▶ Instruction: Please rewrite every one of the entries below, substituting "video still" for each "broadcast frame" and changing nothing else. Leave the pictures out of your answer.

▶ Entries from a box labeling dataset:
+--

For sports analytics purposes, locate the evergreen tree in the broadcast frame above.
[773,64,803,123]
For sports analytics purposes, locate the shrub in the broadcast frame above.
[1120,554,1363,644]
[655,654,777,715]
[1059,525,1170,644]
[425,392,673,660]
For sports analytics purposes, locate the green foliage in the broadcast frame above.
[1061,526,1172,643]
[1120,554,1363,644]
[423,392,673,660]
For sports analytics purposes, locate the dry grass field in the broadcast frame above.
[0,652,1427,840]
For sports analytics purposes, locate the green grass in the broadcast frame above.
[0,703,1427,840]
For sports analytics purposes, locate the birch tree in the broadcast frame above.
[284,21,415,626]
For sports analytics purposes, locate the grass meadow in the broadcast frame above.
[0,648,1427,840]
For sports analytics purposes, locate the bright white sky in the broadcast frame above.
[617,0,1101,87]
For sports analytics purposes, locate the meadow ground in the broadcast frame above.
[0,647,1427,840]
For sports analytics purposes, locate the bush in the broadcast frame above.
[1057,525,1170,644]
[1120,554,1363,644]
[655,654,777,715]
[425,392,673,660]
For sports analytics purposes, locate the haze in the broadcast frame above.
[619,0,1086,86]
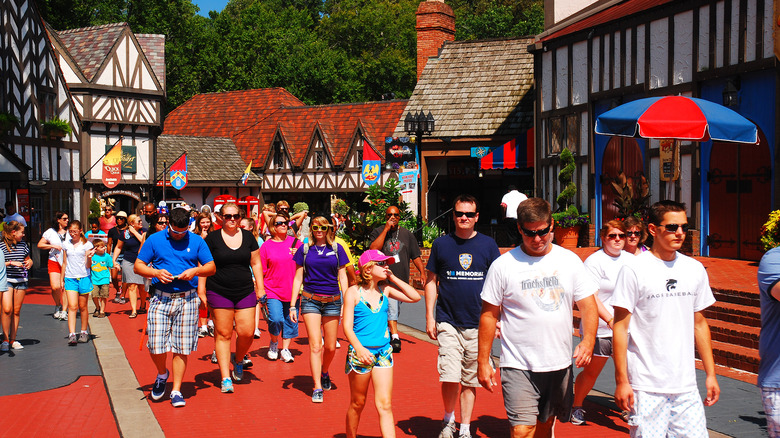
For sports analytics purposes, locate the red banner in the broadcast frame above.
[103,138,122,189]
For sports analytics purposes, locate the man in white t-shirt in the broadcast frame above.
[501,185,528,247]
[612,201,720,438]
[477,198,598,438]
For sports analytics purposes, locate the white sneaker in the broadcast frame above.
[268,342,279,360]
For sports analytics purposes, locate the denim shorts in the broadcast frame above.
[64,277,92,295]
[301,296,341,316]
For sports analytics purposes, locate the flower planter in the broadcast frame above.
[553,227,580,249]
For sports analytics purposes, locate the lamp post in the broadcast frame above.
[404,110,436,243]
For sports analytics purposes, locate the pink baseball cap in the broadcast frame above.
[358,249,395,266]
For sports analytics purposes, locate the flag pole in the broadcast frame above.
[79,135,125,181]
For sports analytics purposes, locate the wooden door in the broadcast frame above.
[601,137,645,223]
[707,131,772,260]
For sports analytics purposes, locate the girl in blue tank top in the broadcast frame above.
[343,249,421,438]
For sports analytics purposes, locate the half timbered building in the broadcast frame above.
[0,0,83,266]
[48,23,165,217]
[531,0,780,260]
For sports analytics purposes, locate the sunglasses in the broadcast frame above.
[520,225,552,239]
[661,224,689,233]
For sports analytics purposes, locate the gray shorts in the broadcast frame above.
[593,337,612,357]
[501,366,574,426]
[436,322,480,388]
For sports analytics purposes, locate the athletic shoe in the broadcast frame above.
[171,392,187,408]
[571,408,585,426]
[268,342,279,360]
[231,362,244,382]
[152,370,168,400]
[320,373,332,391]
[439,421,458,438]
[222,377,233,393]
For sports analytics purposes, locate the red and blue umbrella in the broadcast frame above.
[596,96,758,144]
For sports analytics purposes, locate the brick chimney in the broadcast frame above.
[416,0,455,80]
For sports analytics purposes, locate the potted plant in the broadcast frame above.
[552,148,590,249]
[0,112,19,132]
[41,117,73,139]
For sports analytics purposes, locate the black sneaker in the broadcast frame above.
[390,338,401,353]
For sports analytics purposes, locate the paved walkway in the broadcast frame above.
[0,252,765,438]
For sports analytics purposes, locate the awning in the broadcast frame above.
[479,129,534,169]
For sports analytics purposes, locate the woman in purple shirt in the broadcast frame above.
[290,216,349,403]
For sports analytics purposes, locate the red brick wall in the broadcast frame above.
[416,0,455,80]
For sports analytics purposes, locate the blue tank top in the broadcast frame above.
[353,288,390,348]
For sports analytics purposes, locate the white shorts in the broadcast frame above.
[628,390,709,438]
[761,387,780,438]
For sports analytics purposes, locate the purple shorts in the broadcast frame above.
[206,290,257,309]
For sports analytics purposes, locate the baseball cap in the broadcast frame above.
[358,249,395,266]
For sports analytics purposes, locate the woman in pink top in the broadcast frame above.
[260,213,301,363]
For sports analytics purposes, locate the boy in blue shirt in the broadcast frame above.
[91,240,114,318]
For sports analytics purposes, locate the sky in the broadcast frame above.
[192,0,228,17]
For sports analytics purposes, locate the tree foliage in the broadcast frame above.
[37,0,544,111]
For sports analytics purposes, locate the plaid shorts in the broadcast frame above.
[146,289,200,354]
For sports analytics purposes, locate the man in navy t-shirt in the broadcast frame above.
[425,195,500,438]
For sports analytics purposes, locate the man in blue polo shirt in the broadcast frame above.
[134,208,216,407]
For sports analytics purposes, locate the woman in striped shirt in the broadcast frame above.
[0,221,32,351]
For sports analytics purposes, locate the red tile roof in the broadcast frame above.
[164,88,407,167]
[539,0,672,41]
[163,88,303,138]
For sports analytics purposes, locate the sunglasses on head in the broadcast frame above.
[661,224,689,233]
[520,225,552,239]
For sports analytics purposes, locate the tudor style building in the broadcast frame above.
[47,23,165,217]
[165,88,406,212]
[531,0,780,260]
[0,0,82,256]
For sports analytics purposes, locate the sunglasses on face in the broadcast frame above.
[168,227,189,236]
[520,225,552,239]
[661,224,689,233]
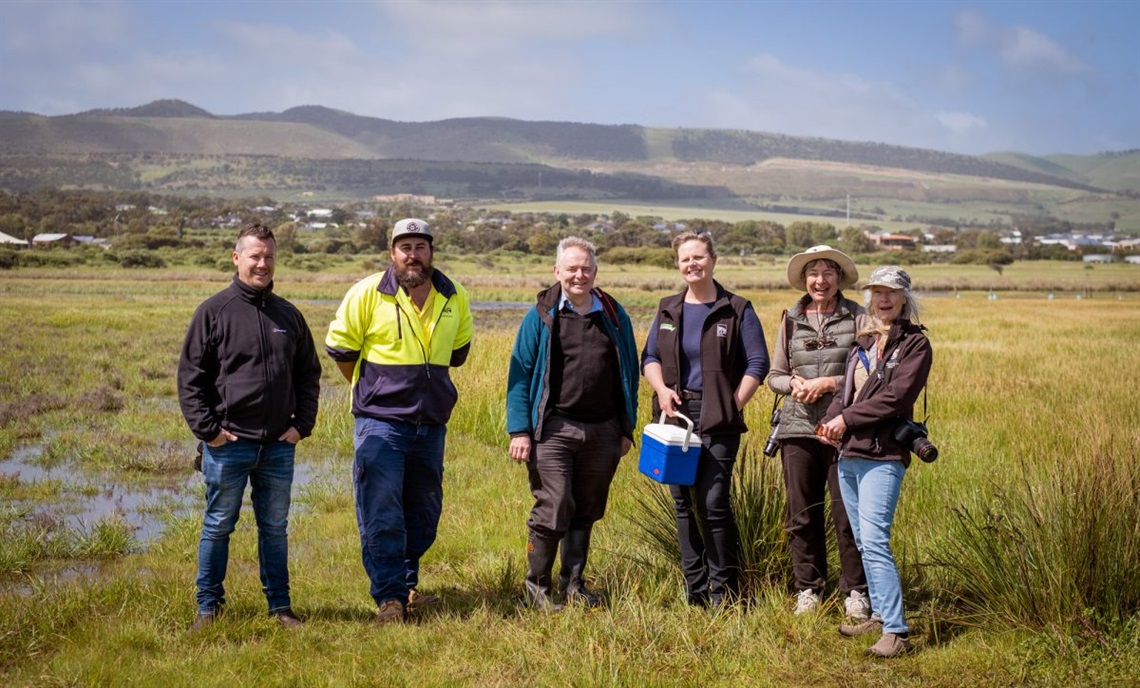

+--

▶ Output of the task:
For sports analytics purposes, locate the evergreen tree in the video still above.
[773,64,803,123]
For sports analytics purposes, locate the shrub in the video still above.
[1120,554,1363,644]
[655,654,777,715]
[1059,525,1170,644]
[425,392,673,660]
For sports analytics purposes, locate the green foliage in the video still above.
[1061,526,1172,643]
[1120,554,1363,644]
[423,392,673,660]
For sports analytics purposes, locate the dry grass field in the video still above.
[0,652,1427,840]
For sports analytics purposes, locate the green grass in the video still above.
[0,703,1427,840]
For sports analytics purposes, locate the birch tree in the video still above.
[284,21,415,626]
For sports analytics purposes, locate the grass meadow in the video still above.
[0,648,1427,840]
For sports analytics purposes, locate the bright white sky in the video still above.
[617,0,1101,87]
For sports analytics purposes, locate the meadow ground in the video still above.
[0,647,1427,840]
For sports analytics purposes, locate the bush in the video still above.
[1057,525,1170,644]
[1120,554,1363,644]
[655,654,777,715]
[425,392,673,660]
For sports analytics purposes, locate the haze in the video still above.
[619,0,1086,86]
For sports analytics purposes, locate the red banner in the video still above.
[103,138,122,189]
For sports analytics purposes, locate the man in white t-shirt in the video still above.
[501,185,528,247]
[612,201,720,438]
[477,198,598,438]
For sports analytics purposes, locate the white sneaker in the video still above.
[268,342,279,360]
For sports analytics purposes, locate the denim shorts in the video still above.
[64,277,92,295]
[301,296,341,316]
For sports analytics purposes, locate the flower planter in the video still above.
[553,227,580,249]
For sports analytics purposes, locate the lamp post in the video still above.
[404,110,436,243]
For sports analytics purposes, locate the pink baseball cap in the video still above.
[358,249,395,266]
For sports analytics purposes, locate the flag pole in the video still above.
[79,135,125,181]
For sports analytics purposes, locate the wooden door in the video still above.
[601,137,645,223]
[707,131,772,260]
For sports analytics purposes, locate the girl in blue tank top in the video still above.
[343,249,421,438]
For sports analytics purposes, locate the half timbered building in the video still above.
[0,0,83,266]
[48,23,165,217]
[531,0,780,260]
For sports analytics purposes, locate the sunglasses in the video still above.
[520,225,552,239]
[661,224,689,233]
For sports analytics purposes, locate the gray shorts in the video still above.
[593,337,612,357]
[501,366,574,426]
[436,322,480,388]
For sports analytics purposes, locate the athletic shoe in the video still above.
[171,392,187,408]
[571,408,585,426]
[268,342,279,360]
[231,362,244,382]
[152,370,168,400]
[320,373,332,391]
[439,421,458,438]
[222,377,233,393]
For sports analytics purposes, locate the red and blue umbrella in the video still above.
[596,96,758,144]
For sports analytics purposes, locate the brick chimney in the video still above.
[416,0,455,80]
For sports analytics purposes, locate the potted plant in the video still above.
[552,148,590,249]
[0,112,19,132]
[41,117,73,139]
For sports analytics purposes, locate the black sneaker in the video still above.
[390,338,401,353]
For sports analytics purposes, locate the paved walkway in the video still above.
[0,252,765,438]
For sports analytics purposes, locate the awning in the video still above.
[479,129,534,169]
For sports analytics purposes, locate the woman in purple shirt in the video still above.
[290,216,349,403]
For sports analytics purposes, locate the red brick wall in the video still above.
[416,0,455,80]
For sports analytics purposes, locate the blue tank top in the video still above.
[353,288,390,348]
For sports analytics purposes, locate the white shorts in the video still above.
[628,390,709,438]
[761,387,780,438]
For sports analytics purposes, locate the purple shorts in the video still above.
[206,290,257,309]
For sports analytics purposes, locate the baseball cap in the video still above.
[358,249,395,266]
For sports analytics purposes, locate the woman in pink top in the video still above.
[260,213,301,363]
For sports analytics purposes, locate the boy in blue shirt in the video still above.
[91,240,114,318]
For sports analytics purposes, locate the sky in the video still above.
[192,0,228,17]
For sports analytics purposes, locate the tree foliage in the video still above.
[37,0,544,111]
For sports analytics purposes, locate the plaid shorts in the video still above.
[146,289,200,354]
For sports analytics purposes, locate the man in navy t-shirt in the video still above.
[425,195,500,438]
For sports analytics purposes, locate the man in blue polo shirt in the video still above.
[134,208,216,407]
For sports analytics purposes, locate the woman in striped shirt in the video still above.
[0,221,32,351]
For sports analytics purposes, locate the red tile roof in the video still above.
[164,88,407,167]
[539,0,672,41]
[163,88,303,138]
For sports analytics purposes, locate the sunglasses on head in the video still above.
[661,224,689,233]
[520,225,552,239]
For sports analytics purposes, locate the tudor style building in the video still above.
[47,23,165,217]
[165,88,406,212]
[531,0,780,260]
[0,0,82,256]
For sports analytics purposes, locate the sunglasses on face in the video still above.
[168,227,189,236]
[520,225,552,239]
[661,224,689,233]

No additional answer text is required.